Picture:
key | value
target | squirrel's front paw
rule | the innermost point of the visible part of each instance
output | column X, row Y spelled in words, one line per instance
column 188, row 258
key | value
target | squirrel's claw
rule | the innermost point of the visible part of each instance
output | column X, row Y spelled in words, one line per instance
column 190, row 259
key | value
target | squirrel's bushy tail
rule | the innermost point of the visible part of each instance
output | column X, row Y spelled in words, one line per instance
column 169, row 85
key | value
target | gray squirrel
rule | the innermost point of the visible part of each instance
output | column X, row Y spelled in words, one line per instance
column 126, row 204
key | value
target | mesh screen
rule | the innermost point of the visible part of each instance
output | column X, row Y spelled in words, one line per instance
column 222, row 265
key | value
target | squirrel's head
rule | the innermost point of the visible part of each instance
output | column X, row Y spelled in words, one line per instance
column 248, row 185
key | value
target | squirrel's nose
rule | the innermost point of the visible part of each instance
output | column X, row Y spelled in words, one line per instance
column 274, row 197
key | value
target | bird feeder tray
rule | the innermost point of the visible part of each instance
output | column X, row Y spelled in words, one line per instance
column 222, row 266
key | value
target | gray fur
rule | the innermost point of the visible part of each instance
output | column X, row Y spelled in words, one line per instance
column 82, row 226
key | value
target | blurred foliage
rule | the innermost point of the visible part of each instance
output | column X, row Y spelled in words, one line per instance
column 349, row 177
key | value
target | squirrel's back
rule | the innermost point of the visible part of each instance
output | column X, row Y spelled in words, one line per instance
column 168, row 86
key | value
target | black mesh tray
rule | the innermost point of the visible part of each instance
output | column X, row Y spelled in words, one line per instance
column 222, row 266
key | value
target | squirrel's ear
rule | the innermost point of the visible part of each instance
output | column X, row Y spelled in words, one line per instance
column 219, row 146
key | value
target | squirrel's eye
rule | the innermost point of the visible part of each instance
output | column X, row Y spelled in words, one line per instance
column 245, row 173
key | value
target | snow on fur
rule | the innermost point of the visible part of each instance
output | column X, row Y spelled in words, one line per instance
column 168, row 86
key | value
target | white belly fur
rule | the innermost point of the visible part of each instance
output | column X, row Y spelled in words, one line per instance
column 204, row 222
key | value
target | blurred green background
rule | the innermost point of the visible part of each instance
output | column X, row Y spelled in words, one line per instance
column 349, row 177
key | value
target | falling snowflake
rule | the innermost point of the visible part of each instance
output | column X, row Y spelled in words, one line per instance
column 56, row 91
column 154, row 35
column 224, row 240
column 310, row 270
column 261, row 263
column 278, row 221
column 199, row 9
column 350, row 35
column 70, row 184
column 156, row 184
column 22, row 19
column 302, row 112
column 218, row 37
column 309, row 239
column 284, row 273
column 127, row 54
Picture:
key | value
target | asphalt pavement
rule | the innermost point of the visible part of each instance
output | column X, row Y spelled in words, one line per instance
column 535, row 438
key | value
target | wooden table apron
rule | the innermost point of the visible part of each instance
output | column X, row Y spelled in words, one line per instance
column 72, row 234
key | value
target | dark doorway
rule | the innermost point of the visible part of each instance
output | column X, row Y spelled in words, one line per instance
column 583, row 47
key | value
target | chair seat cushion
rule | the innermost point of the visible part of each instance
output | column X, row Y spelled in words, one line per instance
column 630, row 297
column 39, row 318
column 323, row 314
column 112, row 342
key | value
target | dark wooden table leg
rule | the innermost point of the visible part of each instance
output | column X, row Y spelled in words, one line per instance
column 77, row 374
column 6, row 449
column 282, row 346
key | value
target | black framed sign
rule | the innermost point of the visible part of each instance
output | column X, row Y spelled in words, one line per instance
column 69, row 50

◆ WHAT THIS TASK INVOLVES ◆
Every line of the material that includes the word "squirrel" needs to be copied.

◆ EXERCISE RESULT ◆
target | squirrel's front paw
target | squirrel's claw
target | squirrel's bushy tail
target | gray squirrel
target | squirrel's head
target | squirrel's nose
target | squirrel's back
target | squirrel's ear
target | squirrel's eye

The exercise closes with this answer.